• EXPLORE THE MATERIAL
A. Write down the part of the Forest and Burnley article starting with "This weekend, the" and going on through "clarity or chaos.", word for word.
B. Take the Forest and Burnley article further from the point where it stops.

• TEXT PROVIDED
That willingness to show again after an error, to demand the ball and then go and win it back if he loses it, has quickly made Anderson a reference point in Forest’s midfield. In a relegation scrap, that mentality matters as much as any metric.
This weekend, the stakes spike again. Burnley visit the City Ground on Sunday in a meeting that both clubs will have circled in red months ago. It is the kind of fixture that defines seasons: tense, scrappy, decided by fine margins and one moment of clarity or chaos.
Usually, fans dread one thing in games like this: a long delay while the referee draws a rectangle in the air and waits for VAR to intervene. Not this time.
For once, the sight of a referee jogging to the monitor will carry a different weight. Lansbury, diagnosed with testicular cancer in 2016 at just 25 while on Forest’s books, is helping turn those pauses into something powerful.
“Hopefully it works in our favour,” he said with a smile. “They're going to donate £100 every time VAR is checked over the weekend so if everyone can start doing the VAR screen sign and try and get the referee there as much as possible, the donations will be greatly received.”
Every VAR check across the Premier League this weekend will trigger a £100 donation from Bally Bet to The OddBalls Foundation as part of the ‘Check Your Bally’s’ push. The idea is simple and sharp: if football can stop to check offsides and penalties, supporters can take a moment to check themselves.
For Lansbury, the campaign is personal. His own diagnosis came during his five-year spell at Forest, a period in which he wore the armband and carried responsibility for a club still chasing its way back to former heights. The experience shaped how he saw leadership, on and off the pitch.

• SUPPLIED RECORDS
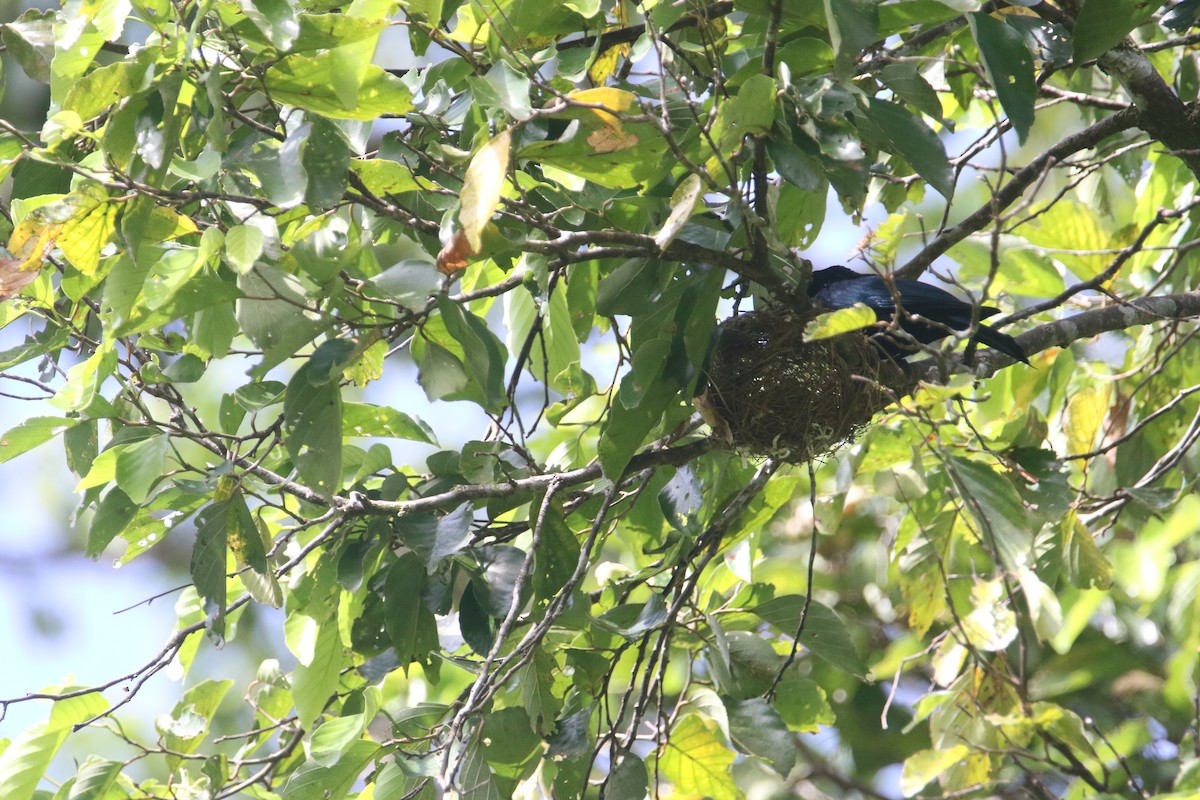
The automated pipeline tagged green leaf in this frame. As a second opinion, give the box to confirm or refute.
[1062,511,1112,589]
[529,499,580,602]
[775,672,838,733]
[880,61,942,120]
[222,489,268,576]
[866,97,954,200]
[467,61,533,120]
[236,264,326,378]
[115,434,170,505]
[283,362,342,498]
[300,116,350,209]
[725,698,796,777]
[658,714,739,800]
[900,745,971,798]
[947,457,1034,570]
[264,49,413,121]
[520,648,563,735]
[967,13,1037,143]
[308,714,366,766]
[191,501,232,640]
[458,584,496,656]
[67,756,124,800]
[280,726,380,800]
[383,553,438,666]
[0,8,55,83]
[292,614,346,729]
[824,0,880,78]
[86,487,138,558]
[804,302,877,342]
[156,680,234,769]
[1072,0,1163,66]
[470,545,528,619]
[479,706,541,768]
[752,595,866,676]
[458,130,512,251]
[712,74,779,157]
[395,503,474,575]
[599,371,679,480]
[0,723,71,800]
[0,416,79,464]
[605,752,650,800]
[342,403,437,445]
[438,294,508,413]
[224,225,264,273]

• PER-TASK ANSWERS
A.
This weekend, the stakes spike again. Burnley visit the City Ground on Sunday in a meeting that both clubs will have circled in red months ago. It is the kind of fixture that defines seasons: tense, scrappy, decided by fine margins and one moment of clarity or chaos.

B.
Asked what kind of captain he wanted to be, the Arsenal academy product was clear.
“Someone that led by example on the pitch,” he said. “Obviously I had Chrissy Cohen in front of me and he was a great role model and such a shame that he had to finish early with his knees because he was someone that I really looked up to when I first went there and he welcomed me with open arms.
“Obviously taking the armband was amazing for me, but personally I wanted to do it on the pitch. I'm not really a shouter in the changing room, my motivation is for them to see me working hard on the pitch and I felt like I gave that to Forest.”
He has always gravitated towards captains who let their performances do the talking.
“I think so, I like to see someone step up and really take the game,” he added. “If you're wearing the armband, it does come with a bit more pressure because you are the captain of the team and you do have to perform.
“Some players do scream and shout to get themselves going but for me, I prefer someone that you look around, he's got the armband on and he's grafting, he's doing well, he's playing, he's doing everything and I feel like you get a positive connection off that when you're playing with someone like that.”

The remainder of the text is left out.